§ EXERCISE DETAILS
Copy each line of the data that has "order" in it.

§ STUDY MATERIAL
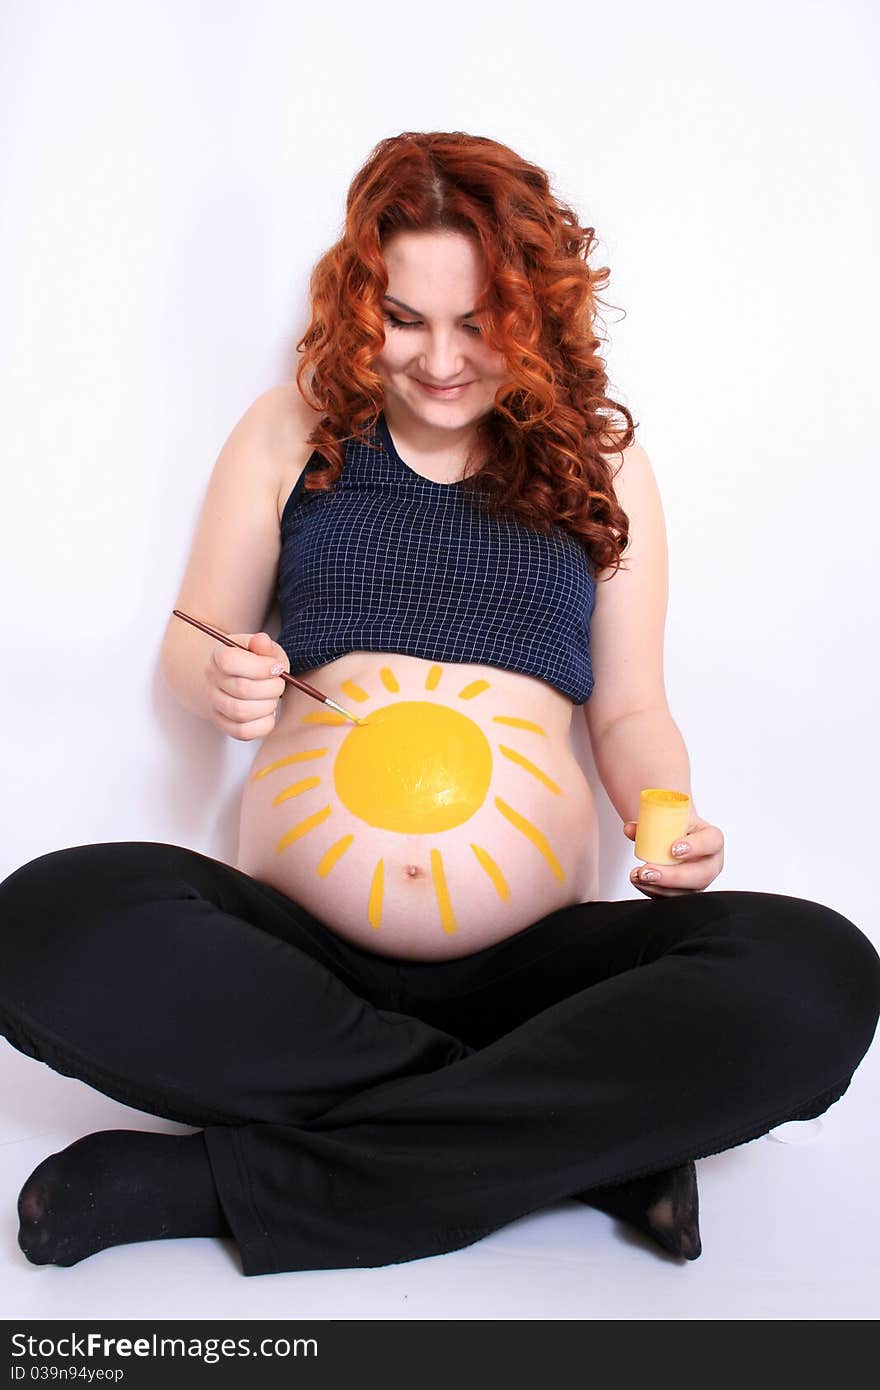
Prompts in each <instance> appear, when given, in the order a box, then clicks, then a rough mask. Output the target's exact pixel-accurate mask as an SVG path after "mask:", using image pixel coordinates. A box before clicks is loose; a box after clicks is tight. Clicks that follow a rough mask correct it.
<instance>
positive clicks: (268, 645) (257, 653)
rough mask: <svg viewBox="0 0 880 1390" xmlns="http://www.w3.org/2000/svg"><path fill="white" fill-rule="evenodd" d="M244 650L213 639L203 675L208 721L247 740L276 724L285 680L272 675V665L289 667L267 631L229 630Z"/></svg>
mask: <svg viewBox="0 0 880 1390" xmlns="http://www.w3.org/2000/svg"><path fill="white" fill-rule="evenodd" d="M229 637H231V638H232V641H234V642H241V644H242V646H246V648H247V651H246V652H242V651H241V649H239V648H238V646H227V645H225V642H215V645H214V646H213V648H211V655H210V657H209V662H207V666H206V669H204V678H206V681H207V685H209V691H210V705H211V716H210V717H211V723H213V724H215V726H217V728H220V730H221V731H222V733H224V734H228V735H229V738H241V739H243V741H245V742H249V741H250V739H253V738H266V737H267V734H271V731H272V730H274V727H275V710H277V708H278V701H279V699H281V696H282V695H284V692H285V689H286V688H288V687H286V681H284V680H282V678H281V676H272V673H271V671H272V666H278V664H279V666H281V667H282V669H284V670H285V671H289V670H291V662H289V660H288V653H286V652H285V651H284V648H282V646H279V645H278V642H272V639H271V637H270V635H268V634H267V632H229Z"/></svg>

==

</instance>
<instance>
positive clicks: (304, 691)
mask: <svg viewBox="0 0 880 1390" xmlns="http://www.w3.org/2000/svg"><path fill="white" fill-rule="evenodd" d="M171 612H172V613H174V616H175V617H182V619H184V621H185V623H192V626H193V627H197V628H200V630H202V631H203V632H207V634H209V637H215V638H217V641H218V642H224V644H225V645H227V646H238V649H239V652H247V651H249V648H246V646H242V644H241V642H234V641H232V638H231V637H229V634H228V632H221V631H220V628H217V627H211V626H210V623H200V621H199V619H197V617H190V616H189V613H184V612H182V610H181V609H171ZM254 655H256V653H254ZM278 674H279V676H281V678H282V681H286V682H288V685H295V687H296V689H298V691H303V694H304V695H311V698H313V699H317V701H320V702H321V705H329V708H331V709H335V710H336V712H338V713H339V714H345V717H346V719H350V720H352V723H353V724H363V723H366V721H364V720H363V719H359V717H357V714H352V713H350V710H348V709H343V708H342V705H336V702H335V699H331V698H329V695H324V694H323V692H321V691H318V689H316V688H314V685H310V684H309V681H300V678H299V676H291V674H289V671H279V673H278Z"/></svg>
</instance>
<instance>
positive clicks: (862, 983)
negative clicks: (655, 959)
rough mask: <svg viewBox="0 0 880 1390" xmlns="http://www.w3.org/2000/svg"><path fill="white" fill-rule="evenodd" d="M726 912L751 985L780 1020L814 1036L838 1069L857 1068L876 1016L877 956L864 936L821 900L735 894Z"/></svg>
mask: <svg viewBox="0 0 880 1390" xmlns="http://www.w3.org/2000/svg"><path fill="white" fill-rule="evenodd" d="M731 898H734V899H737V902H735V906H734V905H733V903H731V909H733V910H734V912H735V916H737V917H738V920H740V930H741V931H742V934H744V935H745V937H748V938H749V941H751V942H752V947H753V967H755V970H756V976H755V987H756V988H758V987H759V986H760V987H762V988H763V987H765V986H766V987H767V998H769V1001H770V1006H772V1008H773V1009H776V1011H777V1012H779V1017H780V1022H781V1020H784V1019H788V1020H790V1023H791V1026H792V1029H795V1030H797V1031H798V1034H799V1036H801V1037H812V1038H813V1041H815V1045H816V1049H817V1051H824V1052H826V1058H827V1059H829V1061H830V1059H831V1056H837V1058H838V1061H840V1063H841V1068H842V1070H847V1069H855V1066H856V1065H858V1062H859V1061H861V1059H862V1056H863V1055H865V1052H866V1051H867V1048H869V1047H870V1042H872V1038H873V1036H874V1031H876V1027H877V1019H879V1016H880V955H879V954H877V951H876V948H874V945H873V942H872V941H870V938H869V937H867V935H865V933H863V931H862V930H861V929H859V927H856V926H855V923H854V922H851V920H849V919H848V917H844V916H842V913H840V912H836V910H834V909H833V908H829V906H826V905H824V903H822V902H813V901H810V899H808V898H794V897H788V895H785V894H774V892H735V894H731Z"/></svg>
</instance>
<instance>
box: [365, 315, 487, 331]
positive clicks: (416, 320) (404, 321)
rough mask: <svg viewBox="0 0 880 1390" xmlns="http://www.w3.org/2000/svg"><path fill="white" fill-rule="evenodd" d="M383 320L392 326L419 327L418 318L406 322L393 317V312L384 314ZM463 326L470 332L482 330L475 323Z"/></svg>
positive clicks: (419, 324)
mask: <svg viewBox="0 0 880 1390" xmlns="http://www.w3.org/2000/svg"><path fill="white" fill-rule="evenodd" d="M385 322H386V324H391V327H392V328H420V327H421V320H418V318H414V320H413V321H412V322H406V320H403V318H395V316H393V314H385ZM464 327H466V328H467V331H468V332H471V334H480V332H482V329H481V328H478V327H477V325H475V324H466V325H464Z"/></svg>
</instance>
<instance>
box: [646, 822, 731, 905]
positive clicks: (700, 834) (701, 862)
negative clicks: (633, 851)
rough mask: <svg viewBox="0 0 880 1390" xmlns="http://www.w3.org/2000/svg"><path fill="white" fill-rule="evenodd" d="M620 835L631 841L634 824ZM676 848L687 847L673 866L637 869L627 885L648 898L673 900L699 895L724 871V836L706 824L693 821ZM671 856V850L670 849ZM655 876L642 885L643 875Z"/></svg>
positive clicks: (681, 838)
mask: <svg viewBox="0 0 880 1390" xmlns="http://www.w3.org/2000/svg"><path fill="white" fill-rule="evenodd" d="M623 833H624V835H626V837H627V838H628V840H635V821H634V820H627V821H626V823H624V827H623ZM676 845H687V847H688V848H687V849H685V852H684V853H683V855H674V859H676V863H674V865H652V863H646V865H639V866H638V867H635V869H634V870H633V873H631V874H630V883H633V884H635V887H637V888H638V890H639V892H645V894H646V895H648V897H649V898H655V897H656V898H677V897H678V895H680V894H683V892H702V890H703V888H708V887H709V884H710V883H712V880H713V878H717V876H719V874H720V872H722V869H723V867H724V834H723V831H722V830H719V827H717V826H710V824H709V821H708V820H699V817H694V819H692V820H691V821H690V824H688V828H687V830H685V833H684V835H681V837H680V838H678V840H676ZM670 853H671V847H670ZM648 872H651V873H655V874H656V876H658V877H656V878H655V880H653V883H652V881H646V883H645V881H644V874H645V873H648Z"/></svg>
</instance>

==

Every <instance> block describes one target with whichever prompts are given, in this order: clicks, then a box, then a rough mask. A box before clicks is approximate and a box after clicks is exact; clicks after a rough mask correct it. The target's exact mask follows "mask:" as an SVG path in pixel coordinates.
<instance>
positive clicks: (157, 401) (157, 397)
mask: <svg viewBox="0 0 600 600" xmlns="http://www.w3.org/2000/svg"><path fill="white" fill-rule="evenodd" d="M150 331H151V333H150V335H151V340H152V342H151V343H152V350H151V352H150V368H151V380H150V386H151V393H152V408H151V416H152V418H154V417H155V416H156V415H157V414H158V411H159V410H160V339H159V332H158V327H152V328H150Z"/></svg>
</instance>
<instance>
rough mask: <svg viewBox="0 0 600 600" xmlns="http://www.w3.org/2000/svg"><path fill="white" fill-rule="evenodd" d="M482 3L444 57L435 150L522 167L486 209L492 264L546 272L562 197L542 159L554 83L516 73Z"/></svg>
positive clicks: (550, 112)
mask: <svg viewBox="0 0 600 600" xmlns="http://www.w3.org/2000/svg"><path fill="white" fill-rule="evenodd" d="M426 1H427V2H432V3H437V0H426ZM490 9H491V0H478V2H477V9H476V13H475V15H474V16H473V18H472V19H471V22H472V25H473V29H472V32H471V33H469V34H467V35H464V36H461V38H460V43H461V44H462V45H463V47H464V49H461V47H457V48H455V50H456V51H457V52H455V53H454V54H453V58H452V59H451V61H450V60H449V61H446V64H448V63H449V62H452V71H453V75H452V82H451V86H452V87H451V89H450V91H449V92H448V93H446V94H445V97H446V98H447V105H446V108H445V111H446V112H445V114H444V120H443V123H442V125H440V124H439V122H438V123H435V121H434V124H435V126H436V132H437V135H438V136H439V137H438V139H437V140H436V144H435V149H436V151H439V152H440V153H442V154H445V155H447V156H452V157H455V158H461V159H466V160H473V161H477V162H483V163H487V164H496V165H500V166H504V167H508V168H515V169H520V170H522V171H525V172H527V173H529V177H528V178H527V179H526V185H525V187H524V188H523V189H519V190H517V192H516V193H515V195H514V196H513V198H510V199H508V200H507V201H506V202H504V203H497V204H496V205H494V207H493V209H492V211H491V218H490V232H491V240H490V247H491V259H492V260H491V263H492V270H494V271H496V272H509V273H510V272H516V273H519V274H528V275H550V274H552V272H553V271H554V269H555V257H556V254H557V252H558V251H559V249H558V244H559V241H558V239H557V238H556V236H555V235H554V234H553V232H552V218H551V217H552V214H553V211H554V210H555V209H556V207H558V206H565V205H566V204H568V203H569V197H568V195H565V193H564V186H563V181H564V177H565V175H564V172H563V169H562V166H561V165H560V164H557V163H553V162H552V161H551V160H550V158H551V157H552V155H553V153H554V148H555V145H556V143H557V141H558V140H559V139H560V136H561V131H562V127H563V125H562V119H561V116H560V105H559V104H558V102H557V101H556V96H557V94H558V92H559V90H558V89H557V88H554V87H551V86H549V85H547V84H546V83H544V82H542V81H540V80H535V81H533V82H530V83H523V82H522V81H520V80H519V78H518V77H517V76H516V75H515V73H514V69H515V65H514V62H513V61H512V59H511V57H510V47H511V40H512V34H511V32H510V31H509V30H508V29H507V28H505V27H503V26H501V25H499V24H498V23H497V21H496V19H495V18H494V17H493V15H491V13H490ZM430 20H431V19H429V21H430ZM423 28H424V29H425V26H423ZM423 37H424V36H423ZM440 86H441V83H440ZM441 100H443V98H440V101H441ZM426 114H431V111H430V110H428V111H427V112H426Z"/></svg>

§ THE COMPLETED TASK
Prompts in each <instance> appear, when given, in the order a box, then clicks, then a rough mask. Output the target's exact pixel-accurate mask as an SVG path after "mask:", using image pixel coordinates. A box before clicks is loose; a box after clicks is tight. Clicks that follow a rough mask correct it.
Every <instance> block describes one target with whichever prompts are given, in this order: clicks, then a box, then a rough mask. A box before clicks is approximate and a box after clicks is exact; clicks after a rough mask correct it. The target's exact mask follows "mask:" as an SVG path in pixel coordinates.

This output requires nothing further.